DOCUMENT EXCERPT:
********************

Villa delle Pianore, once called Villa della Duchessa, was occupied by German tank troops beginning on September 11, 1943, then by the German Navy, followed by troops of the Hermann Göring Division, and between July and August 1944, it was the site of a German hospital. The last occupants, SS troops, only added to the destruction and looting that each previous unit had inflicted upon the home. Due to the lack of reliable witnesses, it is impossible to know the exact dates of the looting of Villa delle Pianore. However, it is believed to have occurred in the spring of 1944 by troops of the 16th SS Panzergrenadier Division.

 

The villa was almost completely stripped of possessions, including fine furniture, paintings of high and low value, books, other small objects, carpets, and even bathroom fittings. Empty frames were left piled in the basement, books and documents were scattered around the home, swords and shields were found on the floors of rooms, mattresses had holes cut in them, and broken furniture lay next to rotting food. Paintings that had been taken from Prince Félix’s properties included a Deposition by Van Dyck, portraits of Alessandro Farnese and Henry III of France, and Dosso Dossi’s Christ the Redeemer.

********************

SUPPLIED DATA:
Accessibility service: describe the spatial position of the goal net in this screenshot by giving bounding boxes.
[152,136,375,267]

********************

QUESTIONS:
**1.** In the Villa delle Pianore excerpt, turn the paragraph beginning "The villa was almost completely stripped" into a short bulleted list that keeps its main facts.
**2.** Transcribe the Villa delle Pianore excerpt from "Villa delle Pianore, once" up to and including "SS Panzergrenadier Division.".
**3.** Translate this sentence from the Villa delle Pianore excerpt into Spanish: "Due to the lack of reliable witnesses, it is impossible to know the exact dates of the looting of Villa delle Pianore."

TASK-BY-TASK ANSWERS:
**1.**
- Nearly all possessions were taken: fine furniture, paintings of high and low value, books, small objects, carpets, and even bathroom fittings.
- Empty frames were left piled in the basement.
- Books and documents were scattered around the home.
- Swords and shields lay on the floors.
- Mattresses had holes cut in them.
- Broken furniture lay next to rotting food.
- Paintings taken from Prince Félix's properties included Van Dyck's Deposition, portraits of Alessandro Farnese and Henry III of France, and Dosso Dossi's Christ the Redeemer.

**2.**
Villa delle Pianore, once called Villa della Duchessa, was occupied by German tank troops beginning on September 11, 1943, then by the German Navy, followed by troops of the Hermann Göring Division, and between July and August 1944, it was the site of a German hospital. The last occupants, SS troops, only added to the destruction and looting that each previous unit had inflicted upon the home. Due to the lack of reliable witnesses, it is impossible to know the exact dates of the looting of Villa delle Pianore. However, it is believed to have occurred in the spring of 1944 by troops of the 16th SS Panzergrenadier Division.

**3.** Debido a la falta de testigos fiables, es imposible conocer las fechas exactas del saqueo de Villa delle Pianore.